- Given task
Write out word for word the portion of the ESP forum thread below that starts with "## pstarr (Jul" and goes on through "right study yet.".

- Source document
□ □ □

Nice!    I agree there is nothing extra about it.


----------



## Kacey (Jul 14, 2006)

Most people only use 10% of their brains; the other 90% is, generally, unused - however, in some people, activity is noted in some of those "unused" portions of the brain.  I have heard several interpretations of ESP; any of them could be explained by activation of one of those "unused" portions.  Does this make it "extra-sensory"?  I don't know... but it does make it uncommon.  Some people may be unusually good at reading body language, to the point that it appears to be telepathy; some may be picking up other signals; there is no "correct" answer at this point, but certainly, 'there are more things in heaven and earth, Horatio, than are dreamt of in your philosophy'.

Cheers!


----------



## Carol (Jul 14, 2006)

KACEY!!!  Welcome Back!!!


----------



## pstarr (Jul 14, 2006)

Yes, I believe that it is real...


----------



## SFC JeffJ (Jul 19, 2006)

Sorry, I got to be the one who asks to see the evidence here.  No peer reviewed studies that I'm aware of suggest it's real.  But hey, maybe there just hasn't been the right study yet.

JeffJ


----------



## Brian R. VanCise (Jul 19, 2006)

Okay, has anyone ever come home and felt tension in the air?  How did you perceive that tension?  I know that i have on more than one occasion! :uhyeah:  I think that we pick up things and if you want to call it ESP that is fine but this ability is inherent in everyone.  However, some people just ignore it, while others listen to it and are able to use what they pick up.  

Brian R. VanCise
www.instinctiveresponsetraining.com


----------



## Bigshadow (Jul 19, 2006)

Brian R. VanCise said:
			
		

> Okay, has anyone ever come home and felt tension in the air?  How did you perceive that tension?  I know that i have on more than one occasion! :uhyeah:  I think that we pick up things and if you want to call it ESP that is fine but this ability is inherent in everyone.  However, some people just ignore it, while others listen to it and are able to use what they pick up.
> 
> Brian R. VanCise
> www.instinctiveresponsetraining.com


Oh certainly.  Also, I have walked into a room and can feel tension among people.  Additionally, I can often tell who in the room is uncomfortable being there.  Definitely it is inherent.  These are survival signals our bodies pick up on and thousands of years ago we lived and died by them.  In today's societies, it is generally so safe, we have taught ourselves to ignore these things.  In fact, it is common for people to say "my mind was playing tricks on me",  but the body doesn't play tricks.  Even those that ignore it, still have it, just they need to learn to recognize it.

□ □ □

- Data supplied
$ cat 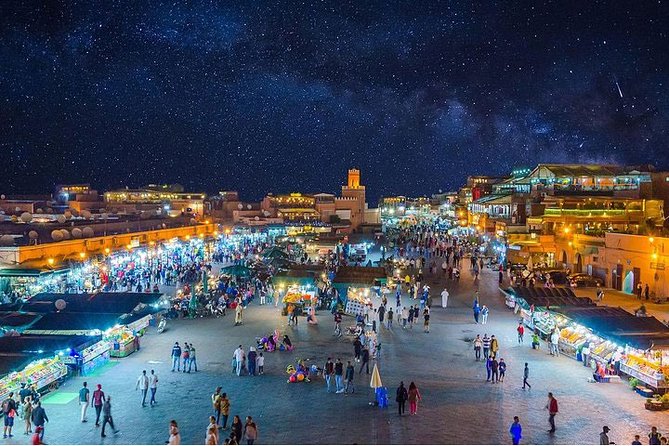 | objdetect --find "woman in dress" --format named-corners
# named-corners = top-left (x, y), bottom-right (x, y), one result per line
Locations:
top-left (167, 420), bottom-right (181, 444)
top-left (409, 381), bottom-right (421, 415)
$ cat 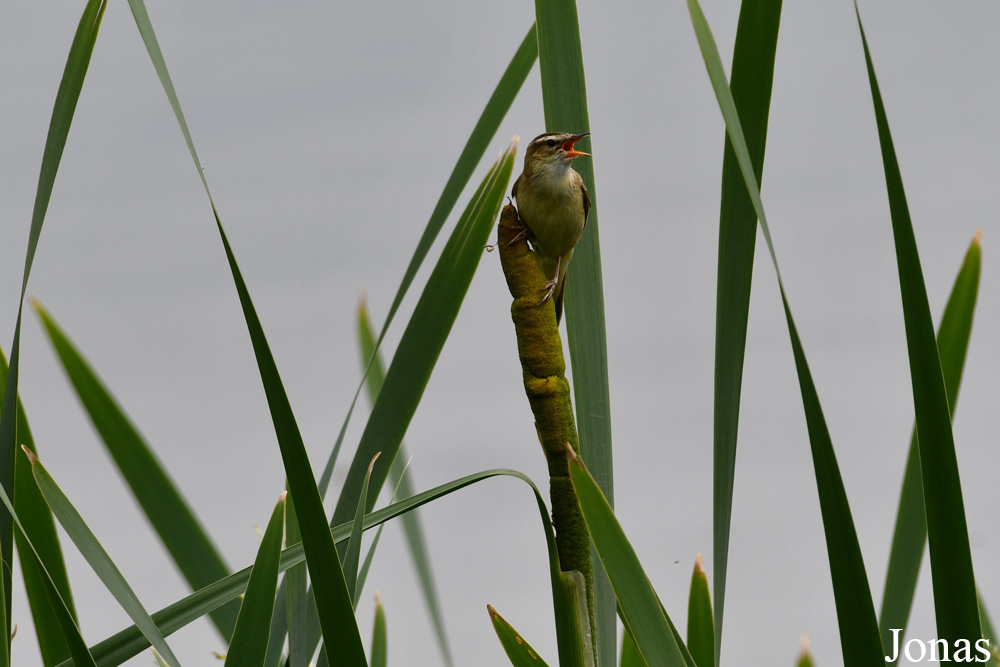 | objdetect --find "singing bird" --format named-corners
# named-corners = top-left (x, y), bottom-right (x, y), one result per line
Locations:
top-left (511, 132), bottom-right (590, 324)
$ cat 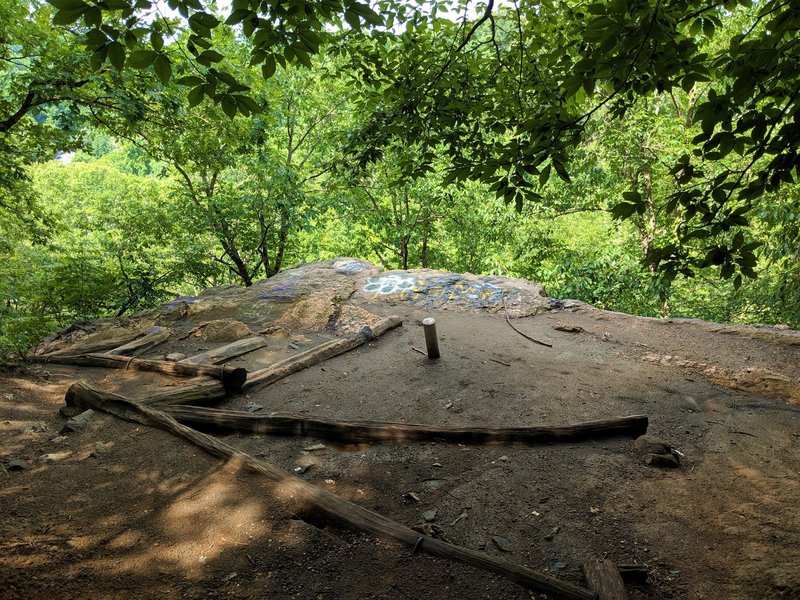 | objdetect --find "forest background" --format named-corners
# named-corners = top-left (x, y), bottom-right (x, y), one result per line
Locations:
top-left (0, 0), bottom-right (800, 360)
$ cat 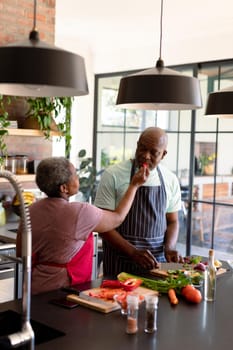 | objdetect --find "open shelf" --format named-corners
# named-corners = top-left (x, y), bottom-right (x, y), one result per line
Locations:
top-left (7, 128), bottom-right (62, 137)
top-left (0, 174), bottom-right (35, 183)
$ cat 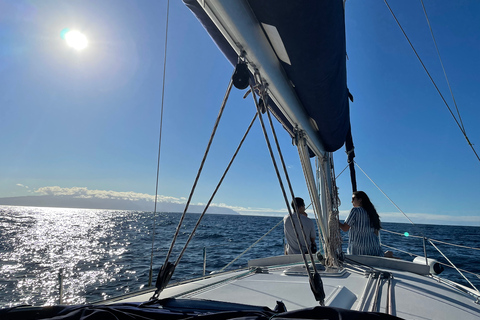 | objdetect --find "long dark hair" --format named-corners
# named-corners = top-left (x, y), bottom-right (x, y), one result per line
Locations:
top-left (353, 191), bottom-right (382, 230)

□ □ □

- The answer
## pstarr (Jul 14, 2006)

Yes, I believe that it is real...


----------



## SFC JeffJ (Jul 19, 2006)

Sorry, I got to be the one who asks to see the evidence here.  No peer reviewed studies that I'm aware of suggest it's real.  But hey, maybe there just hasn't been the right study yet.